►

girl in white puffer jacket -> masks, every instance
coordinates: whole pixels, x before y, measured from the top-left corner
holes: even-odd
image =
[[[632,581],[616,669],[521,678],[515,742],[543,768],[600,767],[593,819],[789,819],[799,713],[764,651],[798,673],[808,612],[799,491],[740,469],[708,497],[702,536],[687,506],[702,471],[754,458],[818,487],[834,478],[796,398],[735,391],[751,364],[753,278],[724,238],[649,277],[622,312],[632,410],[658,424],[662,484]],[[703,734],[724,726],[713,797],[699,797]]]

◄

### WORK REQUIRED
Reproduce every line of the items above verbatim, keeping each one identical to the original.

### SOLUTION TO THE PROBLEM
girl in white puffer jacket -> masks, every instance
coordinates: whole pixels, x before y, measured from the top-left corner
holes: even-odd
image =
[[[632,581],[616,669],[521,678],[515,742],[543,768],[600,767],[593,819],[789,819],[799,713],[764,651],[798,673],[808,612],[799,491],[740,469],[708,497],[702,536],[687,506],[702,471],[754,458],[818,487],[834,478],[796,398],[735,391],[751,364],[753,278],[724,238],[649,277],[622,312],[632,410],[658,424],[662,484]],[[703,734],[724,726],[713,797],[699,797]]]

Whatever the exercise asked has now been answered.